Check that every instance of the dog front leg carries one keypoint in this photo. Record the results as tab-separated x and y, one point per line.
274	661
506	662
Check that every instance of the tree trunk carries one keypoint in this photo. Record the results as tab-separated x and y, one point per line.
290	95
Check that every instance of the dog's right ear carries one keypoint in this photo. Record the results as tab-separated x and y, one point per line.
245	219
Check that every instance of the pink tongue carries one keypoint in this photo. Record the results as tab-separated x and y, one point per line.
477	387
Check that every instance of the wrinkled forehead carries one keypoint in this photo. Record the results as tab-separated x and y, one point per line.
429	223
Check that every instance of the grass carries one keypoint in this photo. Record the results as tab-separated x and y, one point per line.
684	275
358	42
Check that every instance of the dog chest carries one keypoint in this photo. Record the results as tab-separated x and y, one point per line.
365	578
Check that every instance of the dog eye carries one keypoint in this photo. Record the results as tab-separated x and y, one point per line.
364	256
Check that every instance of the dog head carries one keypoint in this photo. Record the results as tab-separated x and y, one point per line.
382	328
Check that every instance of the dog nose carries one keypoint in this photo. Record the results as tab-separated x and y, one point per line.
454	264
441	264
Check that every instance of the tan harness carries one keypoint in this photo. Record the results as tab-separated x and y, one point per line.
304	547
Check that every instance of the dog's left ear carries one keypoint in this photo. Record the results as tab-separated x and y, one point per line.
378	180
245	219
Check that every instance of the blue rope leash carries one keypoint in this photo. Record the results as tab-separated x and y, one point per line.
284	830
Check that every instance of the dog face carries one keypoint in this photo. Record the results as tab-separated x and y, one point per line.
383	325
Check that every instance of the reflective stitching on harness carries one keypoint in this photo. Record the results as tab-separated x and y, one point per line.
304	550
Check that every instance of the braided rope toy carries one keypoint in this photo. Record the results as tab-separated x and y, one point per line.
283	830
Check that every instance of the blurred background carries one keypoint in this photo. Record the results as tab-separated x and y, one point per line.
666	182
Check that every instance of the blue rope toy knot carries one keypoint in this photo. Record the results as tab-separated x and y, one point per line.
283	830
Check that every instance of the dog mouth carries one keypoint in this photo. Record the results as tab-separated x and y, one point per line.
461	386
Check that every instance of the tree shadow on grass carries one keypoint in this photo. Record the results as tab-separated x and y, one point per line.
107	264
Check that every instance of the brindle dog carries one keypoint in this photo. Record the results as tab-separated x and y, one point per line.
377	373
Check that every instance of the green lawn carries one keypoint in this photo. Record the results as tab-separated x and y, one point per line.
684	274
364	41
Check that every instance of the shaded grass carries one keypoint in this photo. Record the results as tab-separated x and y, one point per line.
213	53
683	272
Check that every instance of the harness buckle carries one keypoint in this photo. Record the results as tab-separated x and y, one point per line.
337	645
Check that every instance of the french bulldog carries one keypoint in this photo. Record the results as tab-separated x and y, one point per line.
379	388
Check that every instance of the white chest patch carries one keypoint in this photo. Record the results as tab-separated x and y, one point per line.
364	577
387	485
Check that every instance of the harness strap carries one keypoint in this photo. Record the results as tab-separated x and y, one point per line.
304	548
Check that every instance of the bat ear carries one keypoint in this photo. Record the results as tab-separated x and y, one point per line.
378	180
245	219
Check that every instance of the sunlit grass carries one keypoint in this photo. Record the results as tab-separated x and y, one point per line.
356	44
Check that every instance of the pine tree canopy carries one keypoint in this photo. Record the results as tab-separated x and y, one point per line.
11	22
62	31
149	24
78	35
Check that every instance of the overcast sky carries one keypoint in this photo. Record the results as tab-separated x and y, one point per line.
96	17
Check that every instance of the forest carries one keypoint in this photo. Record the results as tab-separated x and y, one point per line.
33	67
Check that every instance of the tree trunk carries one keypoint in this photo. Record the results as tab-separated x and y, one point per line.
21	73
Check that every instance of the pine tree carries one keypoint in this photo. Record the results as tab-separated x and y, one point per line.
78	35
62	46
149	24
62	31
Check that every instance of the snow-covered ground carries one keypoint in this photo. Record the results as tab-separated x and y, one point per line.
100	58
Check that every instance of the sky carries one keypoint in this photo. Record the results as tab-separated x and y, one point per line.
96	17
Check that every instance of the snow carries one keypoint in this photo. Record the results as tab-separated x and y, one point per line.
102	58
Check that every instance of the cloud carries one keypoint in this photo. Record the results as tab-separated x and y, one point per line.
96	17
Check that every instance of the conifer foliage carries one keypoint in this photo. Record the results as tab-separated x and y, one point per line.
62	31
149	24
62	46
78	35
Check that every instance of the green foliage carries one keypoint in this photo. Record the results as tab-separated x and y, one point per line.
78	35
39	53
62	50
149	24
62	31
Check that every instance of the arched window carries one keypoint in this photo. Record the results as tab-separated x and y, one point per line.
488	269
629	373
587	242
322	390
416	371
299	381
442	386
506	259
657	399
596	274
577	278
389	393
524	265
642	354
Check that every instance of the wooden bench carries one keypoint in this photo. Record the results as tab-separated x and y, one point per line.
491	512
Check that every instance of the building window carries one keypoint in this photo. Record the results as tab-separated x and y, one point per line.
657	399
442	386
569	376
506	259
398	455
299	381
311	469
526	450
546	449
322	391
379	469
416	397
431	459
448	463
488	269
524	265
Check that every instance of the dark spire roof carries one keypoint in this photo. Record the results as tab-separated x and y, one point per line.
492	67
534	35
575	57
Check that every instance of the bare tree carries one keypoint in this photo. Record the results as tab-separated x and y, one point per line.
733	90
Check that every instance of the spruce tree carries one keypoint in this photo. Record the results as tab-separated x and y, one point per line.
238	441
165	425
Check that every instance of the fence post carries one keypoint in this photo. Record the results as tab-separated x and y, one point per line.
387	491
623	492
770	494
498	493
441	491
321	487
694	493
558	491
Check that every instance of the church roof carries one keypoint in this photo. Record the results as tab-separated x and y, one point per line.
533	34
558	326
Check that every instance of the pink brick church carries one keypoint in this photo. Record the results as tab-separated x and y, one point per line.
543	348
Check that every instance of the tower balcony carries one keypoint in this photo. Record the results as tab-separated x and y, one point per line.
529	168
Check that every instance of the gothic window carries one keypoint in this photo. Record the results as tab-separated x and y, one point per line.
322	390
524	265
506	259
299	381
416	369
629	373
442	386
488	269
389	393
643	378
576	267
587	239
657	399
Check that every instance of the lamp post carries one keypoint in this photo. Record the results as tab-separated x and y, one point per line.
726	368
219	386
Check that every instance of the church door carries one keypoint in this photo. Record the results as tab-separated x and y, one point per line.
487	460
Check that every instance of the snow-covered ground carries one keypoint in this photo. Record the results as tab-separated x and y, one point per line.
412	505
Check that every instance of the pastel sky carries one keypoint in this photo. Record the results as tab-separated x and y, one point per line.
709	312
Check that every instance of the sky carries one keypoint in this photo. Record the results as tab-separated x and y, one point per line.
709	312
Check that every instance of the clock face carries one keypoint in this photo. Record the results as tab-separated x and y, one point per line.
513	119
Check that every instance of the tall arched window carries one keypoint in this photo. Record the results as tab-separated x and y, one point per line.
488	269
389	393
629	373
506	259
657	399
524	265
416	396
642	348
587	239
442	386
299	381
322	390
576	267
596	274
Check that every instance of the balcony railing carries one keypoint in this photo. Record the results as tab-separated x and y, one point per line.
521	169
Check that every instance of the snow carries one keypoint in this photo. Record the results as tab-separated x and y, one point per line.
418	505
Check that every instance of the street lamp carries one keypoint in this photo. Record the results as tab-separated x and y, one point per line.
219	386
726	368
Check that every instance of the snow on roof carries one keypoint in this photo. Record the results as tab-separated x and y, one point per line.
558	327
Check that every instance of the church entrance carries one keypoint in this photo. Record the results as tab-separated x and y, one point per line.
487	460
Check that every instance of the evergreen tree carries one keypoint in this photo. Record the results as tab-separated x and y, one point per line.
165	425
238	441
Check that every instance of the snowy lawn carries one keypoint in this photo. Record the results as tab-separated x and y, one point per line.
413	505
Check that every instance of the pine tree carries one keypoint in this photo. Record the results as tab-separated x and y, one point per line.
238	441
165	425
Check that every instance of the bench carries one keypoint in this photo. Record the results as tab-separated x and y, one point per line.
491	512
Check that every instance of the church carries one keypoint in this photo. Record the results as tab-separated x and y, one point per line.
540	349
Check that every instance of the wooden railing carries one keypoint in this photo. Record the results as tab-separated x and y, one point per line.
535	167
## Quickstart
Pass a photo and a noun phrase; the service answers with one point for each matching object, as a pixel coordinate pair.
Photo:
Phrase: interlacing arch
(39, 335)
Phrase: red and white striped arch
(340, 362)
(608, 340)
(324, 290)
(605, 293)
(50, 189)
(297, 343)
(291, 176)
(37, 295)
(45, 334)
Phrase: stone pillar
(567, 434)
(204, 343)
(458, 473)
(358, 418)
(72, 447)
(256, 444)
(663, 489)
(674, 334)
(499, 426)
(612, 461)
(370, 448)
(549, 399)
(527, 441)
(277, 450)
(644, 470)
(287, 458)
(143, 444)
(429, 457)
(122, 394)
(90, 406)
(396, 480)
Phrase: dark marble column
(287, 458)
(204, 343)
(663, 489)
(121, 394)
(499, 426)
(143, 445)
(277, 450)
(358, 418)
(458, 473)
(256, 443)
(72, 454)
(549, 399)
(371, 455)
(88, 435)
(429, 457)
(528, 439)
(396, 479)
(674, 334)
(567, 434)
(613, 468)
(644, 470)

-*-

▶ _GIVEN INSTRUCTION_
Nothing but the lines from the one with "Phrase: red and white striped arch" through the end of the data above should be repeated, each exactly as it stands.

▶ _PROBLEM SOLUTION_
Phrase: red and white striped arch
(340, 362)
(608, 340)
(324, 290)
(605, 293)
(50, 189)
(297, 343)
(291, 176)
(37, 295)
(45, 334)
Phrase: stone pillar
(567, 434)
(204, 343)
(458, 473)
(358, 418)
(72, 447)
(256, 444)
(663, 489)
(674, 334)
(499, 426)
(612, 461)
(370, 448)
(549, 399)
(527, 441)
(277, 450)
(644, 470)
(287, 458)
(143, 444)
(429, 457)
(122, 394)
(90, 406)
(396, 480)
Phrase: dark marble column
(287, 458)
(204, 343)
(663, 489)
(121, 394)
(499, 426)
(143, 445)
(277, 450)
(358, 418)
(458, 473)
(256, 443)
(72, 454)
(549, 399)
(371, 455)
(88, 435)
(429, 457)
(528, 439)
(396, 479)
(674, 334)
(567, 434)
(613, 468)
(644, 470)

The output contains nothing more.